■ **PAGE TEXT**
----------
There’s enough anger for twelve men, with plenty of emotion to spare, in a steamy 1950s jury deliberation drama presented in the Castle Ballroom of the Sterling Hotel in Dallas. This famous relic from half a century ago, 12 Angry Men, is the debut presentation of Poor Man Productions, and the venue offers dinner, bar, and theater in the round.
The set is simple — a conference table, twelve chairs, water pitcher, and a window. The cast of twelve is anything but simple. Although uncolored by gender or racial diversity, this group of men represent a wide range of types, each skillfully written and portrayed with just a few words of dialogue. This is the kind of writing that gave us the Golden Era of television in the 1950s in which meaningful themes were explored and memorable characters created in surprisingly limited time and space.
Director Joey Folsom stays true to the roots of this classic, and in this small, stuffy room filled with angry men, we are transported back in time with their mannerisms, dialects, everyday business suits with 1950s accessories, fedoras, and Clark Kent glasses.
I remember a director once gave this advice to the cast of a very cheesy Christmas story: “If you commit to the cheese, this will be fantastic.” I don’t think “cheesy” is the right word for this play, but “hokey” definitely fits at times, and the director and cast all committed thoroughly to the hokey-ness, with impressive results. Despite its clunky, predictable moments and soupy melodrama, the story is engaging and remarkably relevant to audiences today. The characters are all boiled down to their type element somehow without coming across as stereotypes. They retain their humanity in the way they interact with one another, whether shouting in anger or chatting aimlessly.
----------
■ **RECORDS SUPPLIED**
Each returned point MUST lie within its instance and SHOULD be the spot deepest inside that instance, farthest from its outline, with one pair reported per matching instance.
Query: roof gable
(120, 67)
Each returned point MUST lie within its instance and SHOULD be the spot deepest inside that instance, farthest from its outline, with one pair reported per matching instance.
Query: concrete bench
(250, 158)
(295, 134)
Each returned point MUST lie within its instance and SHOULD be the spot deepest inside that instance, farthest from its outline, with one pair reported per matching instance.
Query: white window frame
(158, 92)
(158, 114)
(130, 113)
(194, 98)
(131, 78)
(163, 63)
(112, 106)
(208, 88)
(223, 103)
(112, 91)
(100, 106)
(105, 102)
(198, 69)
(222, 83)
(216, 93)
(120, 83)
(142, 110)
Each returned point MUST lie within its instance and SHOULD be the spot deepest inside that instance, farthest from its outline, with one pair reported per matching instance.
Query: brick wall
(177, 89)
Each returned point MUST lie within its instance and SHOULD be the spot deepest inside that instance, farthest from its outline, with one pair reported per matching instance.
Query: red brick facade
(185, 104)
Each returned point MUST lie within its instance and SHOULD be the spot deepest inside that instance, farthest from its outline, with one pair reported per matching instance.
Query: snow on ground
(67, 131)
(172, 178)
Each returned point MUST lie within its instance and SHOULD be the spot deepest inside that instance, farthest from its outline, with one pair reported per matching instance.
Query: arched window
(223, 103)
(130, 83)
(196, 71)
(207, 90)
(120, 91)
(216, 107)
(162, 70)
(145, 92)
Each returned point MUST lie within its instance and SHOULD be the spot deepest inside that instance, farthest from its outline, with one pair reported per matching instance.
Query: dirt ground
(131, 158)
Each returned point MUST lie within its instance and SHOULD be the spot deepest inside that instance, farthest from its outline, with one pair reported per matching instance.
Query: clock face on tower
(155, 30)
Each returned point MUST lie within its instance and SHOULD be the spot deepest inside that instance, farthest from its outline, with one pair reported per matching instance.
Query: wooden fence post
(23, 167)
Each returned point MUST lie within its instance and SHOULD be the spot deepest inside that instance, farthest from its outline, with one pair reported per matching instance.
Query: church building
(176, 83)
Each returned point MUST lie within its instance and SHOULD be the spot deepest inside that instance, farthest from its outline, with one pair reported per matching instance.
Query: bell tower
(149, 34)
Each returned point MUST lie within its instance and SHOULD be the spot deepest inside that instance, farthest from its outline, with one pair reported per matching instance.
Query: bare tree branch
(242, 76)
----------
■ **TO DO**
(a) Answer these questions using the review of 12 Angry Men.
(i) In which room and hotel is the play presented?
(ii) What four items make up the set?
(iii) Who directed the production?
(b) Give the passage of the review of 12 Angry Men from "The set is simple" to "Clark Kent glasses." again, swapping "fedoras" for "straw hats".
(c) Carry on the review of 12 Angry Men from where it stops.

■ **WRITTEN RESPONSES**
(a)
(i) The Castle Ballroom of the Sterling Hotel in Dallas.
(ii) A conference table, twelve chairs, a water pitcher, and a window.
(iii) Joey Folsom.

(b)
The set is simple — a conference table, twelve chairs, water pitcher, and a window. The cast of twelve is anything but simple. Although uncolored by gender or racial diversity, this group of men represent a wide range of types, each skillfully written and portrayed with just a few words of dialogue. This is the kind of writing that gave us the Golden Era of television in the 1950s in which meaningful themes were explored and memorable characters created in surprisingly limited time and space.
Director Joey Folsom stays true to the roots of this classic, and in this small, stuffy room filled with angry men, we are transported back in time with their mannerisms, dialects, everyday business suits with 1950s accessories, straw hats, and Clark Kent glasses.

(c)
The beleaguered young jury foreman, played by company co-founder Nathan Autrey, wrestles with the frustrating task of directing deliberations toward a final verdict. Harry Listen is the senior citizen who touchingly expresses the loneliness and loss of esteem that might motivate another to give false testimony. The juror played by Francis “Hank” Henry is the icon of success in his impeccable suit and unflustered manner. Bryce Sharp grapples with class-ism as the only member of the jury who relates to the defendant’s tenement upbringing in the violent urban ghetto. Adrian Godinez is the European immigrant who pushes the patriotic buttons of the others with his soft-spoken good manners and his clear thinking and refuses to be provoked into defending his right to be there.
Brad Stephens as Juror 7 is unruffled and sophisticated. He turns his vote without the drama most of the others require. Brad Smeaton gives a delicious performance as the obnoxious bigot whose impassioned pleas disgusts the others and turns them away rather than rallying them to his racist philosophy. He does something very macho and interesting with his eyes when offering an unspoken challenge to one of the other men, something I find funny and kind of scary at the same time. It’s kind of a chilling “You want a piece of me?” smirk with the eyebrows raised, and Smeaton delivers it masterfully.
Advertising executive Juror 12, played by Andrew Maggs, gets laughs with his “throw it on the stoop” line among others, but it is the timid Juror 2, Alex Worthington, who delivers the most memorable comedic moments with his cough drop and the second hand on his wristwatch.
The point of the story is not the verdict but the deliberation that leads ultimately to a showdown between jurors Number 3 and Number 8. Juror 8 is a thoughtful, patient man, who resists the tide of reactionary instinct that almost carries the jury to an automatic conviction without deliberation. Andrew Kasten expertly portrays this man’s quiet control, his persistent and persuasive logic, and his unflinching courage to stand alone to face a roomful of angry men. He knows when to quietly allow his ideas to settle into the room to be digested and considered by the other men and when to raise his finger and his voice to call a man out for what he is.
His antagonist, Juror 3, played by Terry Yates, only gradually emerges as the unbalanced personality who refuses to yield to the simple logic of “reasonable doubt.” Yates does a nice job of bringing this character down a path — starting out as a willing though reluctant participant in the deliberations and offering reasonable support for his “guilty” vote. He even offers an apology for losing his temper and makes a noticeable attempt to maintain control of his emotions and to use calm logic and rational discussion to support his position.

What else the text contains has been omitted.